Count the lines below that contain the string "positive", matching case exactly, and reply with only the number.

§

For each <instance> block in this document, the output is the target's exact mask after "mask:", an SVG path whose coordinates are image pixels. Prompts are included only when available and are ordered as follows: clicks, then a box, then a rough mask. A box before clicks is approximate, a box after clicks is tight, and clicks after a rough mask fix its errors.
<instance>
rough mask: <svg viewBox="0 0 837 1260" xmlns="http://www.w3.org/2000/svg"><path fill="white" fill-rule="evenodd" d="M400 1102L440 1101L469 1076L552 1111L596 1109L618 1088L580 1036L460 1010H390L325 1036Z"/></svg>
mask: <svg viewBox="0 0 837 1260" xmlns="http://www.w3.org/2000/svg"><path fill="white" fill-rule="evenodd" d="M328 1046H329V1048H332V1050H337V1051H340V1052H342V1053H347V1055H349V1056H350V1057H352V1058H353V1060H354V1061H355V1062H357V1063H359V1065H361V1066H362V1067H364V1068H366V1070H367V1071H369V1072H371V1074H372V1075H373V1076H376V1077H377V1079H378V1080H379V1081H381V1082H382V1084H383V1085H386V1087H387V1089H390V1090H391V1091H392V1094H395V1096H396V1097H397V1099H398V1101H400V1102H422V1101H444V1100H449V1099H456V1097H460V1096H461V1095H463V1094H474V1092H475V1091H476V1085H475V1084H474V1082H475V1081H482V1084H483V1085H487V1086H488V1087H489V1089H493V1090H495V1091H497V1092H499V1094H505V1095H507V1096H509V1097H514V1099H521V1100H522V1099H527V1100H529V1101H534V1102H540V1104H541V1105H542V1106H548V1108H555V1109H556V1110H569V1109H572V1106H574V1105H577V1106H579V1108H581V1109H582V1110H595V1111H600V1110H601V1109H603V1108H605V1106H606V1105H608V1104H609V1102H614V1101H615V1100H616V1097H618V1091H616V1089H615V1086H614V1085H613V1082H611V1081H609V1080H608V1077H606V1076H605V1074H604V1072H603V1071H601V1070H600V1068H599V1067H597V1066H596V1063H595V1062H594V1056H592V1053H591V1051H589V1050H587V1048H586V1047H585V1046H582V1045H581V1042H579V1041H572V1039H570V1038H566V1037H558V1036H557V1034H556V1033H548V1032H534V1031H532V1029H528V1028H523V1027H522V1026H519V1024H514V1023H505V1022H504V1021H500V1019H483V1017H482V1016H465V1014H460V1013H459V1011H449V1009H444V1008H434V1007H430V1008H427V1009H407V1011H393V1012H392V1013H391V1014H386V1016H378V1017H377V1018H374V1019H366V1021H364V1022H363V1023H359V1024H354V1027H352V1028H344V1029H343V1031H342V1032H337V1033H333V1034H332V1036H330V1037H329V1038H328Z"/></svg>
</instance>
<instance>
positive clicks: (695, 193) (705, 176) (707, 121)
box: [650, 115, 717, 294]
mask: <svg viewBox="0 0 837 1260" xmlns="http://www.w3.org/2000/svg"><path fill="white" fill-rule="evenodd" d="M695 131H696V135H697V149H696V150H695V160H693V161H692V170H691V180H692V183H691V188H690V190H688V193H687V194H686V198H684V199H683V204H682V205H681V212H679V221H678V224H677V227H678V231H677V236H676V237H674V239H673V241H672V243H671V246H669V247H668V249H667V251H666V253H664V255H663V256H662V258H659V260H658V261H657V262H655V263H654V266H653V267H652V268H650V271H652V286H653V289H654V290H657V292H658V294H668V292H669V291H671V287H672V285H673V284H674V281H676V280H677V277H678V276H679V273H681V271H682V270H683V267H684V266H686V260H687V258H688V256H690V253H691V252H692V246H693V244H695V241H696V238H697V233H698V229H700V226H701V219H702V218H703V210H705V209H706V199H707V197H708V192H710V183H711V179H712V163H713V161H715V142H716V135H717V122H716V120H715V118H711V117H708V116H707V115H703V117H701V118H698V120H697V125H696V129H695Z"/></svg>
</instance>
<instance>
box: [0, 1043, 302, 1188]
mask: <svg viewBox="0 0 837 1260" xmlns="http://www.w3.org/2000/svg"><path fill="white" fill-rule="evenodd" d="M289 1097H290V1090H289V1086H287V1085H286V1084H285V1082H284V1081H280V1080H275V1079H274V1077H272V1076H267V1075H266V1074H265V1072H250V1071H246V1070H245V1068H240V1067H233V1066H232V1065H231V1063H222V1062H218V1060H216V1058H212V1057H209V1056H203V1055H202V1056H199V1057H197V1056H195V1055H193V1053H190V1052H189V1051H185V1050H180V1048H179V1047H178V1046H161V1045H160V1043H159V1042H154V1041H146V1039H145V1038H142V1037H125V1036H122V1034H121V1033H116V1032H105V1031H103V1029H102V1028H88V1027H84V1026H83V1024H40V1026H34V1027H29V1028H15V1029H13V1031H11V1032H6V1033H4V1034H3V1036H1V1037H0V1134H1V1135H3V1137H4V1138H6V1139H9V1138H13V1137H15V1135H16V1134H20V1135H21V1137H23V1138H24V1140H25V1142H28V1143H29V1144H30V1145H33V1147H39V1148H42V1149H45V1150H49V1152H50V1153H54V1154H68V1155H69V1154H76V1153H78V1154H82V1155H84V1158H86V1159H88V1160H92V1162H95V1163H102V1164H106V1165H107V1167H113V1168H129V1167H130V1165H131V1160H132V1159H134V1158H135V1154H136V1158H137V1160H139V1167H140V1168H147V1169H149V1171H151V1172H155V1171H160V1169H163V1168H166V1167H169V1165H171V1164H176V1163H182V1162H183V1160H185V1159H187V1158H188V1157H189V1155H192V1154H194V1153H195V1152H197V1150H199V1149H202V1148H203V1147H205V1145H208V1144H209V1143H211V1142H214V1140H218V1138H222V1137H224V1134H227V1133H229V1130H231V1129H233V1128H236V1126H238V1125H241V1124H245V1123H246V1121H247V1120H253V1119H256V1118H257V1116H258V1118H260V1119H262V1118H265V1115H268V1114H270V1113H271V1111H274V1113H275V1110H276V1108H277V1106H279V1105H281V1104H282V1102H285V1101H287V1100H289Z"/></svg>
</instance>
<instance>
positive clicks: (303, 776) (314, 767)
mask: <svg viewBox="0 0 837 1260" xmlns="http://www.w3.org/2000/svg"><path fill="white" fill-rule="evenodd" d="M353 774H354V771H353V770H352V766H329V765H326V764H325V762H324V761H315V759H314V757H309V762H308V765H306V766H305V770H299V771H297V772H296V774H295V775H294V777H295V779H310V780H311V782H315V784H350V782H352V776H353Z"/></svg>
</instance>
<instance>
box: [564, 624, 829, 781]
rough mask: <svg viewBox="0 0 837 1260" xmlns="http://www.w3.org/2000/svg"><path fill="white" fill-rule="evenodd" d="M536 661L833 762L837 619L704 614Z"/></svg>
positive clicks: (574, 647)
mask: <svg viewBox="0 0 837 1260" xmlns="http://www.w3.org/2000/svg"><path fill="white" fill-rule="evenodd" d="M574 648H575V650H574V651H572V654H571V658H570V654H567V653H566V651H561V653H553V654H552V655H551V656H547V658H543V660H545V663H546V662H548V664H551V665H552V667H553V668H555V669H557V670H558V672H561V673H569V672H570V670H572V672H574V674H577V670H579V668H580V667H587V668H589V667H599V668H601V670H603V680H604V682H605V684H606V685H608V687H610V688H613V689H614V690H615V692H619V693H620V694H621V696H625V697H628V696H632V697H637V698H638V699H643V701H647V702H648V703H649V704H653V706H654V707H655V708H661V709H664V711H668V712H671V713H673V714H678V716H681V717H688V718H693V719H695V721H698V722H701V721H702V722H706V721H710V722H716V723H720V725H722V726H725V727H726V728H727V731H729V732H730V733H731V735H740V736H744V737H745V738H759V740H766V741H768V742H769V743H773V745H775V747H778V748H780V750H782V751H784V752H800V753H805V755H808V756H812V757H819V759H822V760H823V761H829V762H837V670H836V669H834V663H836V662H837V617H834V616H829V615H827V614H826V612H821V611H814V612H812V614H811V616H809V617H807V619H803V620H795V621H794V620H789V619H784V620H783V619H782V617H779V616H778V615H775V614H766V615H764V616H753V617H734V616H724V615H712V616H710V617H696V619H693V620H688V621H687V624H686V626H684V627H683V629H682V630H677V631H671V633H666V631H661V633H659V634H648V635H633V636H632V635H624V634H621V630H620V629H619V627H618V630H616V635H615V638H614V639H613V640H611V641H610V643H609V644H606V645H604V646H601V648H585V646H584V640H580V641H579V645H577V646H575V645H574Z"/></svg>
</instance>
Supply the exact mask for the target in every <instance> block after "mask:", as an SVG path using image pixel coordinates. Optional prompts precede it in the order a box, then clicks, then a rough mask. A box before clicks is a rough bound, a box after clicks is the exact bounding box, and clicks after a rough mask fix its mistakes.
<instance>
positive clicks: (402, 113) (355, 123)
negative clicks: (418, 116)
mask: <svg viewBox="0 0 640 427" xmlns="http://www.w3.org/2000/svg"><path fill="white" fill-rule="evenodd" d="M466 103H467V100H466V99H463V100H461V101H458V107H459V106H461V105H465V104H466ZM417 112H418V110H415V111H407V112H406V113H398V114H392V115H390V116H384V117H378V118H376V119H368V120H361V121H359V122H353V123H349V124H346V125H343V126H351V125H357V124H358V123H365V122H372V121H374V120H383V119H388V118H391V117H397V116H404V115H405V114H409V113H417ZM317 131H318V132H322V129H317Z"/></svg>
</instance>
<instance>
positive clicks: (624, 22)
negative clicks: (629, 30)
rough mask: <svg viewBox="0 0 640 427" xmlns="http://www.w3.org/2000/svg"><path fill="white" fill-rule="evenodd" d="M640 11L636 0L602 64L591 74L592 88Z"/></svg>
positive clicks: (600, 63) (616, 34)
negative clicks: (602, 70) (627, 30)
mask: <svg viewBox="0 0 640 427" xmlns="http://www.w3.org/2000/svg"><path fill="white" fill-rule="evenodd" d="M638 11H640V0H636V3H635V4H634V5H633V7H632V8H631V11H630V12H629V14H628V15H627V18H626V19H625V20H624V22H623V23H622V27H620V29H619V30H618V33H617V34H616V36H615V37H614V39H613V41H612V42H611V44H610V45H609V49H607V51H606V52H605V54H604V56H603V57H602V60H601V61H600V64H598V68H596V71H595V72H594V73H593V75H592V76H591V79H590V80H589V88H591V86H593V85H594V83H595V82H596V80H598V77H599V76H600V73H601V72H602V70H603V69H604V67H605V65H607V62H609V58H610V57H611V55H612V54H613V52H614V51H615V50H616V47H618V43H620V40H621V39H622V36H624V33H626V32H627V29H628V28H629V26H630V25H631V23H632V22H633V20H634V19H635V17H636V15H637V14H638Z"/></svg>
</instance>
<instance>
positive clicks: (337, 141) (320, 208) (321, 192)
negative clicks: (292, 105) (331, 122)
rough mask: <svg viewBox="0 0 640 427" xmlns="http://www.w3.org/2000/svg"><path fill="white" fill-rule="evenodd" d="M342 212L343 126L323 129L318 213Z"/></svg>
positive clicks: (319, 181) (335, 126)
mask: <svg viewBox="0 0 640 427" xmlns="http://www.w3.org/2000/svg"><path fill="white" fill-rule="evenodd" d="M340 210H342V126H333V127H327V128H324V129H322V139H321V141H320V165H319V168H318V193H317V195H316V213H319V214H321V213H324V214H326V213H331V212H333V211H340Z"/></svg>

§

#### [RESPONSE TO THE EXERCISE]
8